== Instructions to follow ==
Exactly reproduce the lines from the line that has "Place one keypoint on each instance of the blue maersk" down to the last line of the entries, inclusive.

== Material for the task ==
※

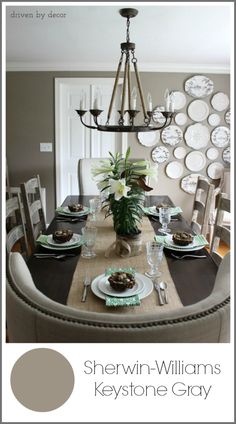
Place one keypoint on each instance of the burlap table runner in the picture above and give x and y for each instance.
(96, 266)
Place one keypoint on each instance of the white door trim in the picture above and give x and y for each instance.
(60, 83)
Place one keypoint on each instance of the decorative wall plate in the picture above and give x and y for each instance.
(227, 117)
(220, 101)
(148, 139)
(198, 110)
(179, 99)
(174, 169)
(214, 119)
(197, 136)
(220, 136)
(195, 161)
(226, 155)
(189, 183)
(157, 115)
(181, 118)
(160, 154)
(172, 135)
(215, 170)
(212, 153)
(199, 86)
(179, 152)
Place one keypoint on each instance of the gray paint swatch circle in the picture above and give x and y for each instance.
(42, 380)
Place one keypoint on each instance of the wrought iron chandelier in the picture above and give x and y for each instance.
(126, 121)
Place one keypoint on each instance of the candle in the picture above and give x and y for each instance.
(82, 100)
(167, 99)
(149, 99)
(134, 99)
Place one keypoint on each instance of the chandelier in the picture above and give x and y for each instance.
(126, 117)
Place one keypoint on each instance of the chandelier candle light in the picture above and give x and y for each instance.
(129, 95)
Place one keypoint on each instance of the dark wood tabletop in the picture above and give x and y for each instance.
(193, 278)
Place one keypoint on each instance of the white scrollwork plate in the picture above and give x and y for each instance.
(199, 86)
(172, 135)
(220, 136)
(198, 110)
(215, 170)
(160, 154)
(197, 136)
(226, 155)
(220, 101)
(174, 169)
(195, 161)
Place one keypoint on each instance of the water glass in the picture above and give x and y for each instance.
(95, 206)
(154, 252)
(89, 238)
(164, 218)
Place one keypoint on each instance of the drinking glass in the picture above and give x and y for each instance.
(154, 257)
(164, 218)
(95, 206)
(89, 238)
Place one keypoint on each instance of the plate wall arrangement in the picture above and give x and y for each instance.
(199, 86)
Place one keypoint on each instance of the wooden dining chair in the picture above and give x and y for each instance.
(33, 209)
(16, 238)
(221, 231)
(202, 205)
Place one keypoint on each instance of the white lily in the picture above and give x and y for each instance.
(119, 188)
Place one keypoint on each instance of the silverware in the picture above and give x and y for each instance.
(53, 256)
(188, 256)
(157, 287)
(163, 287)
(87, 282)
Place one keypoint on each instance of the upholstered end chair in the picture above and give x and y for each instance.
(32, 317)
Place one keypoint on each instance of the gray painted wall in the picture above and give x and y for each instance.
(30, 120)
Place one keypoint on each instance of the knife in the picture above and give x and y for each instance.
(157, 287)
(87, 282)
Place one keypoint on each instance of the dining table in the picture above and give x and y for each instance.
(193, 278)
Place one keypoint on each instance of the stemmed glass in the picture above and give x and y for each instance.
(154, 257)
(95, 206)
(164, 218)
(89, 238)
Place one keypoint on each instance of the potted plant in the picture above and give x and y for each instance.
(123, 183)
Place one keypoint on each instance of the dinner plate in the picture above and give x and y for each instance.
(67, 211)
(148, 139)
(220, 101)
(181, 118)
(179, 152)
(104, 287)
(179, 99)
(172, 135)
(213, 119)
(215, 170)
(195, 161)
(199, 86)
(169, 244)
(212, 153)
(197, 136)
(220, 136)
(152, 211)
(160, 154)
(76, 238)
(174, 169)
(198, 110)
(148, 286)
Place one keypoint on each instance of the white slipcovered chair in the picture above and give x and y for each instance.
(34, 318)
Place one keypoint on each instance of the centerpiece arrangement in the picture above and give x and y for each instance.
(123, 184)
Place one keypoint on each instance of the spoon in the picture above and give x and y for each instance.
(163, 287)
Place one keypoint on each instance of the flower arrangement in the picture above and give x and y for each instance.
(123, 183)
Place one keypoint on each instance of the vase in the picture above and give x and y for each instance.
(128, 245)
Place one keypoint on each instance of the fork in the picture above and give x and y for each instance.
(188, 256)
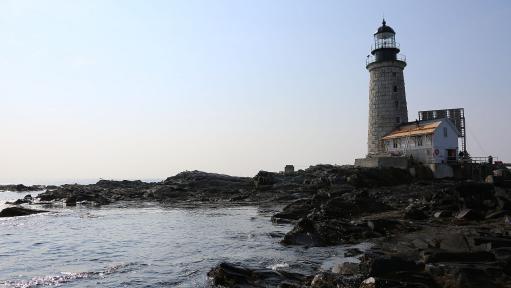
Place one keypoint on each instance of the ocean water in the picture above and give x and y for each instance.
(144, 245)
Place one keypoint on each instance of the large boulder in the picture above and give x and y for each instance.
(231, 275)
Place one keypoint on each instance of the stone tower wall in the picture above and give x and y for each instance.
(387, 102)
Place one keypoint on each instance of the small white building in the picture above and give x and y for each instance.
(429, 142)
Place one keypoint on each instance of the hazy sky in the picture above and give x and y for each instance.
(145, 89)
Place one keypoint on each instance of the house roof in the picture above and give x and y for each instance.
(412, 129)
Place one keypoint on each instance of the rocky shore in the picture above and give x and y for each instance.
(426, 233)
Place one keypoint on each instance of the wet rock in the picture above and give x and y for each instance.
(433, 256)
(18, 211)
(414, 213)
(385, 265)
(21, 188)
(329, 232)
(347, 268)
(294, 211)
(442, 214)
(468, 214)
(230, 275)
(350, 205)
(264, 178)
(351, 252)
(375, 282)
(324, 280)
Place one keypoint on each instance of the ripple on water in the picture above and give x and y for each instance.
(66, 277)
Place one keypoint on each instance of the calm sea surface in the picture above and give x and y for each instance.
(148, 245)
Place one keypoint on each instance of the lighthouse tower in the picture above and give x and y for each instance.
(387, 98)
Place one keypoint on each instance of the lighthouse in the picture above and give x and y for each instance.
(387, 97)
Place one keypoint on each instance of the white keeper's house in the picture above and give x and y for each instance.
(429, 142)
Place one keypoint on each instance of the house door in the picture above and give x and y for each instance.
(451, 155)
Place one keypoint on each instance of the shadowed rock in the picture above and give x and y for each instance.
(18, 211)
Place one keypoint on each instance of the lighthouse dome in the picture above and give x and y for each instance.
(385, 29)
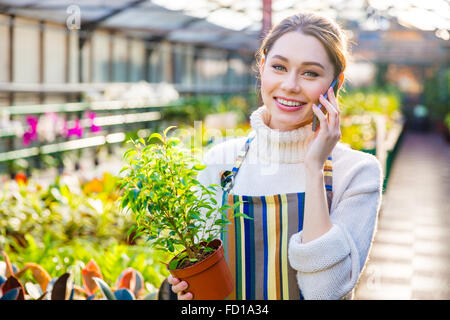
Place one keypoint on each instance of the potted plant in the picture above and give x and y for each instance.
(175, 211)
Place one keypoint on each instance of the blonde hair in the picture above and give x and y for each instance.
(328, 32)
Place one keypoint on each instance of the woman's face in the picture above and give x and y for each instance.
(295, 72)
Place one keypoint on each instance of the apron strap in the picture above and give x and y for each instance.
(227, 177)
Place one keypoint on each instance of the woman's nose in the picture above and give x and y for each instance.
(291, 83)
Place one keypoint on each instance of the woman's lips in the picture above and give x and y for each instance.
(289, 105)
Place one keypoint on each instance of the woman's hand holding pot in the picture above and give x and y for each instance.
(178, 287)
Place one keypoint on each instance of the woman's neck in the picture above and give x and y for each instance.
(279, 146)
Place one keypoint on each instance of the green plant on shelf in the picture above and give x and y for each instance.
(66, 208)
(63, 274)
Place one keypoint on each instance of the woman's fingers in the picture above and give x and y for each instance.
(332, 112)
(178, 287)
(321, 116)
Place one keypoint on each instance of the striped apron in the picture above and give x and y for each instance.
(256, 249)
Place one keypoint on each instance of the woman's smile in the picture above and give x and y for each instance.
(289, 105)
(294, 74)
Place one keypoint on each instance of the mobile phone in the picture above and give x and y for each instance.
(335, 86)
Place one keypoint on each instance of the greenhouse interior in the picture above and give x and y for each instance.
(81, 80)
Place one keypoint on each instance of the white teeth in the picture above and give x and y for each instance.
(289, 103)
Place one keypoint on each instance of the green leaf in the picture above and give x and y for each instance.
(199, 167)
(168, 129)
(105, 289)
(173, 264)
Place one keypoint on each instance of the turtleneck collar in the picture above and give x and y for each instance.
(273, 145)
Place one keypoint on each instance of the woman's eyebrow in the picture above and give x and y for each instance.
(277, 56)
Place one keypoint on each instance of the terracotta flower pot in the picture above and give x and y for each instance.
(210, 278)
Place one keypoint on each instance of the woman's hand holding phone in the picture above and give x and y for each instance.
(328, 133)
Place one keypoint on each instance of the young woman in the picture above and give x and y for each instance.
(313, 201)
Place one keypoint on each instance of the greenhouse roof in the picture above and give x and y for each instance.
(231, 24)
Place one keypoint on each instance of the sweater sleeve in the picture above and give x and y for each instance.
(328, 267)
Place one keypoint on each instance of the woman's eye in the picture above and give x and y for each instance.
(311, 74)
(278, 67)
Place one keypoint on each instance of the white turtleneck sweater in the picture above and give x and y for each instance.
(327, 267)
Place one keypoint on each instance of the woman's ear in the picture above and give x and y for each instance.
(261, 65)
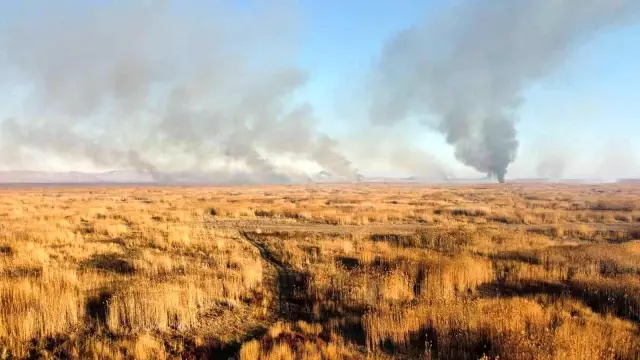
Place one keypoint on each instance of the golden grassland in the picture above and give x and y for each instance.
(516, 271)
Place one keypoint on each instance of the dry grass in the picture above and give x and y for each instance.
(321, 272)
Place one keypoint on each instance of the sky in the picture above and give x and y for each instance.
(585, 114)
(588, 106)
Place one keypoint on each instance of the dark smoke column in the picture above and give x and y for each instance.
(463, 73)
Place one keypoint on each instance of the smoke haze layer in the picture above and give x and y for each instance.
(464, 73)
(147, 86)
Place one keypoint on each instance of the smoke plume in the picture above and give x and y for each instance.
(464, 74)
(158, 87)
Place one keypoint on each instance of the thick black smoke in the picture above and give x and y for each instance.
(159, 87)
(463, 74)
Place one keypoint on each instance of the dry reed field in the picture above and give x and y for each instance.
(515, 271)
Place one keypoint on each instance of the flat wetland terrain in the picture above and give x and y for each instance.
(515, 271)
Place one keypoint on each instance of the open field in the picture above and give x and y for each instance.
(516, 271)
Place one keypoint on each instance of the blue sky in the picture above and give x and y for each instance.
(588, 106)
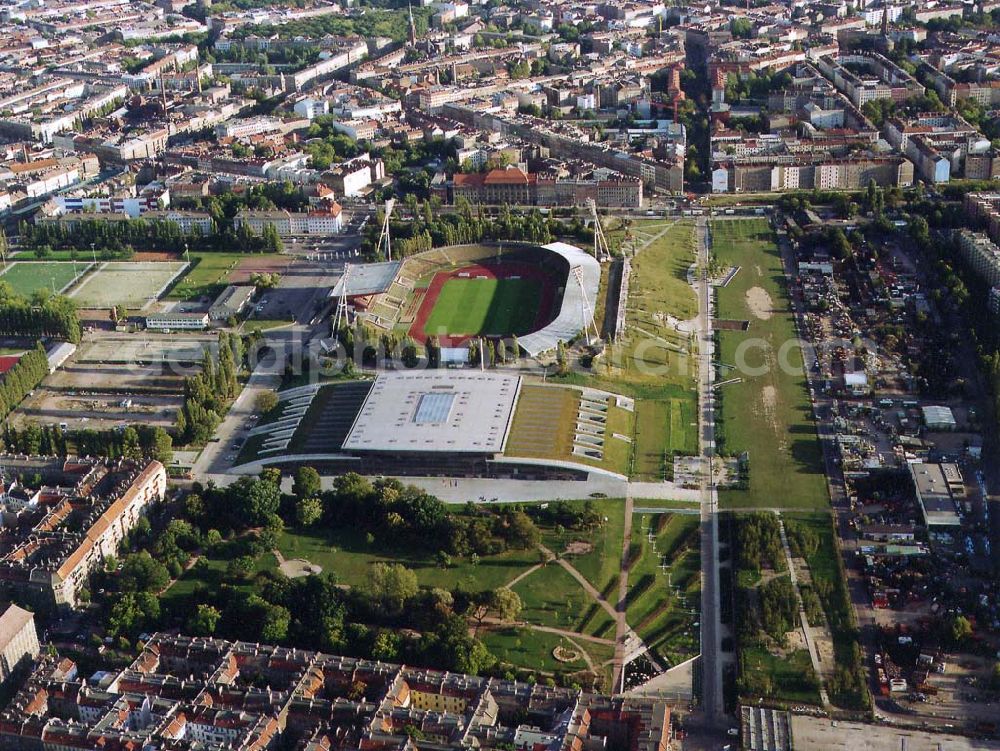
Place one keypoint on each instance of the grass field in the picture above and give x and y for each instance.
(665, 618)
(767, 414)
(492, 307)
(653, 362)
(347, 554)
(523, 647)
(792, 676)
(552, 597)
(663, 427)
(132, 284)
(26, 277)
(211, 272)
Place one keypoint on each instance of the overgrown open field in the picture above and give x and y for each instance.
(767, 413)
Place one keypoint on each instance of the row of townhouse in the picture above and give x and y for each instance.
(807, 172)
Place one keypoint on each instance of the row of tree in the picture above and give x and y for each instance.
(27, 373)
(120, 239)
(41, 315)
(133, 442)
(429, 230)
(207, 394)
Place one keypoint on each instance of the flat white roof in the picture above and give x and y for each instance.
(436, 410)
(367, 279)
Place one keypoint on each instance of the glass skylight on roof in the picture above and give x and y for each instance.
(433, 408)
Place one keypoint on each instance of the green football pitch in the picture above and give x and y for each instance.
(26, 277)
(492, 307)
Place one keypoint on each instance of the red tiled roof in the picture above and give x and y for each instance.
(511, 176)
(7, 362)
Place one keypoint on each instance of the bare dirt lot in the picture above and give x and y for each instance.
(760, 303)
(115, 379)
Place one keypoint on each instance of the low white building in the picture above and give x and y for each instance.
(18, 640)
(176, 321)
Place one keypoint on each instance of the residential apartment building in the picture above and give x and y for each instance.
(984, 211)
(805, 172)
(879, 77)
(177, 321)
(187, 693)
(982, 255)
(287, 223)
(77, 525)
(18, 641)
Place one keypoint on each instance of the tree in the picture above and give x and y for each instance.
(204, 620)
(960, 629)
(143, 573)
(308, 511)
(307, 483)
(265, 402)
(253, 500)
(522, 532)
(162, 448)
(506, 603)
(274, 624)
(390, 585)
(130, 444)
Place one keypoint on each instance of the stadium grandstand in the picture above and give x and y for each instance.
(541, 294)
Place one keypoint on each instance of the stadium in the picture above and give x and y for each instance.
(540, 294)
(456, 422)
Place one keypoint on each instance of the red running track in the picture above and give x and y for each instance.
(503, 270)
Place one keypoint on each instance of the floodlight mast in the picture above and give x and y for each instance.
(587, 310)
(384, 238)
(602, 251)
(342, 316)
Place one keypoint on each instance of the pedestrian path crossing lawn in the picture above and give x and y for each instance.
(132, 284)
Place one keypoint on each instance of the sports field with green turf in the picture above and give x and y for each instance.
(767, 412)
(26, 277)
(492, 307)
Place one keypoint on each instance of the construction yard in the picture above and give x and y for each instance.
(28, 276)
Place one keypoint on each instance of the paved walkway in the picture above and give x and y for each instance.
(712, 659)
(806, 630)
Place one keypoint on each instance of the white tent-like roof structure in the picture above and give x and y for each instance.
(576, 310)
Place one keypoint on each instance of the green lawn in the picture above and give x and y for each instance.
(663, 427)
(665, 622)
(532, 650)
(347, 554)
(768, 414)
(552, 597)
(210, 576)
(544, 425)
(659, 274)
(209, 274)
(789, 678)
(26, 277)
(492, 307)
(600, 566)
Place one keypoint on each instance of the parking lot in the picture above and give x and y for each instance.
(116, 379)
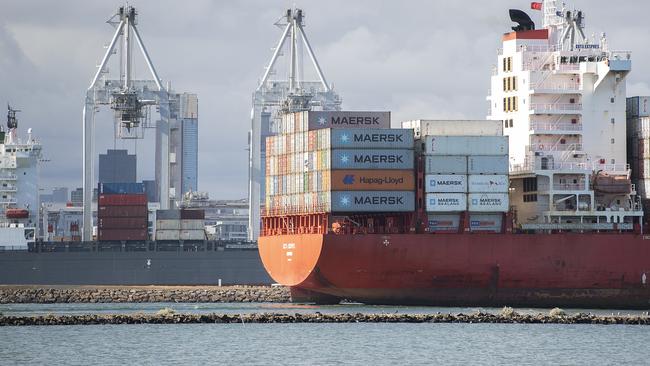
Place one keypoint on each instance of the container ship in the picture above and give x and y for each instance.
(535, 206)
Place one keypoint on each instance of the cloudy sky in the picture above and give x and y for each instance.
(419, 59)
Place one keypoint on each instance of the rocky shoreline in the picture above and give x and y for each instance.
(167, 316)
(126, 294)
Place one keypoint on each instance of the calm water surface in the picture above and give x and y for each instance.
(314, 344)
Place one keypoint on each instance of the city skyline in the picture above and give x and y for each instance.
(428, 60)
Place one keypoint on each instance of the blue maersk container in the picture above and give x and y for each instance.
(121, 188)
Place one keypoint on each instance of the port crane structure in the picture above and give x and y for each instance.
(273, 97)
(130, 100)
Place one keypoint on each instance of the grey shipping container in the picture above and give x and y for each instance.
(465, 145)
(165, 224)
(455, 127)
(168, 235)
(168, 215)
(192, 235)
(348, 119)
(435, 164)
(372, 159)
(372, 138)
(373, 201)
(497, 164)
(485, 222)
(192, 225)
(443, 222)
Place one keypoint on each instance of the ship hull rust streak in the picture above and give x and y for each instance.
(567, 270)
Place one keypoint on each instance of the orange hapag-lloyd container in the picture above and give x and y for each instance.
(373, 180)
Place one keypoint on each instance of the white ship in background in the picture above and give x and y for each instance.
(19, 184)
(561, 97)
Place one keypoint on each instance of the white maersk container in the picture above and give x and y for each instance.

※

== Written answer ==
Place one keypoint on each instance of the blue maersk container in the picture above and give x and y for each instance.
(121, 188)
Place one keypoint on each instance of the port crane structure in the picture above and give x and y for each instance.
(273, 97)
(130, 100)
Place one keypoint on each instance of the grey shipping container in the picture above and give x and y for each instance.
(465, 145)
(165, 224)
(455, 127)
(168, 235)
(168, 215)
(192, 235)
(348, 119)
(435, 164)
(372, 159)
(372, 138)
(373, 201)
(497, 164)
(485, 222)
(192, 225)
(443, 222)
Place one keypoint on each instance of the ship hull rust streak in the picture above and give x and y for each instance.
(567, 270)
Place one keypoint on each instance of the orange hapag-lloyd container in the picture above and give x and y for each instance.
(373, 180)
Place one keypoint on each instance of the white ship in background in the picture above and give x and y for each instance.
(19, 184)
(561, 97)
Place one keypoint on each instance of the white maersk container in the picture above and give x and y for each instance.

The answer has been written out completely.